_STATED EXERCISE_
Return the records word for word, from their first line through the line containing "column 84, row 304", with both ends included.

_DATA SHOWN_

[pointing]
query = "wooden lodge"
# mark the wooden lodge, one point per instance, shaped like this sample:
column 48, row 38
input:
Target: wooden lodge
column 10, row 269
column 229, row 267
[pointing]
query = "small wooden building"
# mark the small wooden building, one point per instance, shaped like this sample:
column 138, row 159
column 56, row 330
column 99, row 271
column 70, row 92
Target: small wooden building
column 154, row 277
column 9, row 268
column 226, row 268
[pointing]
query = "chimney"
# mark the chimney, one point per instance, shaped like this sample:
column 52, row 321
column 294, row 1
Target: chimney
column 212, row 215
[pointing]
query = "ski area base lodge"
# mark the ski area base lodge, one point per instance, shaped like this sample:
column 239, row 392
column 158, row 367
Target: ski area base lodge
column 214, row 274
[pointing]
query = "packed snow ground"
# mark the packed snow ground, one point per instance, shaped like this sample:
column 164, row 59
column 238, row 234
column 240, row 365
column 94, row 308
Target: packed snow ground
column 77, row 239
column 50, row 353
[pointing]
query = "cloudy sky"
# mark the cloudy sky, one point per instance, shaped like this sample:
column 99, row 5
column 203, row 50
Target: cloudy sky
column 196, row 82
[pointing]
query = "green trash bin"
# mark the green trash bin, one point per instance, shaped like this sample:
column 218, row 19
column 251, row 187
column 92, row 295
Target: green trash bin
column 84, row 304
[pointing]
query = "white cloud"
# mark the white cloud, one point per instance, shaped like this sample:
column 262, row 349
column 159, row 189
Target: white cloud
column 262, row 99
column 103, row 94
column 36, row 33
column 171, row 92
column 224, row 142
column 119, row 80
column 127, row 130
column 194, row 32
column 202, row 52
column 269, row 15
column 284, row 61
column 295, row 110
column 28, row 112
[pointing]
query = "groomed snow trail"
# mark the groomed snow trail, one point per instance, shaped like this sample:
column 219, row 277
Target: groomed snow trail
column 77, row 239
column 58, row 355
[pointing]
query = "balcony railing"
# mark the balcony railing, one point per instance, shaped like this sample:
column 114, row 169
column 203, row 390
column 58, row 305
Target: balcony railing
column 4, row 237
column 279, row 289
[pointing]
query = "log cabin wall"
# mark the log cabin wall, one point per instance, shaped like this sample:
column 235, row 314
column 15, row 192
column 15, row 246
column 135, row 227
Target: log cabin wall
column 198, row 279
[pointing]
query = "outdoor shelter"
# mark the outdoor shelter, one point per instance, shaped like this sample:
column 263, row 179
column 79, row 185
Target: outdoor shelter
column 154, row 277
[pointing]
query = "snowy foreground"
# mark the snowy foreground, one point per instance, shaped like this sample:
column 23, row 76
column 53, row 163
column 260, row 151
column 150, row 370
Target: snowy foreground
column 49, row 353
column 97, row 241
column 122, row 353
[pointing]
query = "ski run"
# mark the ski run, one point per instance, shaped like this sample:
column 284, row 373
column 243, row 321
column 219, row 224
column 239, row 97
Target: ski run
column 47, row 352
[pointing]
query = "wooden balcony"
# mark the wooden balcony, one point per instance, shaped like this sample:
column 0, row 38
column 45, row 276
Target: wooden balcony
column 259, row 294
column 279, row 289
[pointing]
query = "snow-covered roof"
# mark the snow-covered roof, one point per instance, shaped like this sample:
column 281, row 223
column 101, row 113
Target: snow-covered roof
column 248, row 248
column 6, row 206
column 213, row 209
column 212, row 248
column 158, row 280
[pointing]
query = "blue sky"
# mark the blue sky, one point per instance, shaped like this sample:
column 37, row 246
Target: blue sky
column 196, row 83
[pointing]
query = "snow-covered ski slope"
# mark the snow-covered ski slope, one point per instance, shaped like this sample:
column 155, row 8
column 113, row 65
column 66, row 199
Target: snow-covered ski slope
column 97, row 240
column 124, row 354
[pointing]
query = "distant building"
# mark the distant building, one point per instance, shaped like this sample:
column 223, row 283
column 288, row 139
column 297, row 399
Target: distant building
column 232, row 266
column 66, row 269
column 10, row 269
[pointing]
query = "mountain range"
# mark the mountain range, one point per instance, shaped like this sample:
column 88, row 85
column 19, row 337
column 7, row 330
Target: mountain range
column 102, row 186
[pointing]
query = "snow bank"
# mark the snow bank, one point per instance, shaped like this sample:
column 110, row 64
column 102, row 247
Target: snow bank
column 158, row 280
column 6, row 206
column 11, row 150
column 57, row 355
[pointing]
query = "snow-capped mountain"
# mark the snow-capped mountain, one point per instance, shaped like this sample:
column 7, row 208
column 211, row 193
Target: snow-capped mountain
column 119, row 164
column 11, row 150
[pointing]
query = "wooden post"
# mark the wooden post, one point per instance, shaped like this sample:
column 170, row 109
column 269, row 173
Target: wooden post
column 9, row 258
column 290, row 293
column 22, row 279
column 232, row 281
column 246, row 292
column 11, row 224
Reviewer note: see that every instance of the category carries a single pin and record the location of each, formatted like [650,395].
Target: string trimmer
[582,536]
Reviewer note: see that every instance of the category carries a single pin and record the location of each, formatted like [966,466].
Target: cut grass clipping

_WORKED SOLUTION_
[pointing]
query = "wooden lodge"
# mark the wooden lodge, one point per instance, shaped like this sample:
column 48, row 38
input:
Target: wooden lodge
column 10, row 269
column 229, row 267
[pointing]
query = "small wooden building"
# mark the small wooden building, one point per instance, shaped like this sample:
column 138, row 159
column 56, row 330
column 99, row 271
column 70, row 92
Target: small wooden building
column 154, row 277
column 9, row 268
column 226, row 268
[pointing]
query = "chimney"
# mark the chimney, one point per instance, shaped like this sample:
column 52, row 321
column 294, row 1
Target: chimney
column 212, row 215
[pointing]
query = "ski area base lodge"
# mark the ski area base lodge, one point per instance, shaped like this sample:
column 239, row 392
column 158, row 367
Target: ski area base lodge
column 214, row 274
[pointing]
query = "packed snow ground"
# mark the packed snow ground, one point per instance, shaped like this sample:
column 164, row 59
column 238, row 234
column 240, row 365
column 94, row 308
Target: packed snow ground
column 77, row 239
column 50, row 353
[pointing]
query = "cloudy sky"
# mark the cloudy sky, one point per instance, shaped like this sample:
column 99, row 5
column 203, row 50
Target: cloudy sky
column 196, row 82
[pointing]
query = "green trash bin"
# mark the green trash bin, one point per instance, shaped like this sample:
column 218, row 19
column 251, row 187
column 92, row 295
Target: green trash bin
column 84, row 304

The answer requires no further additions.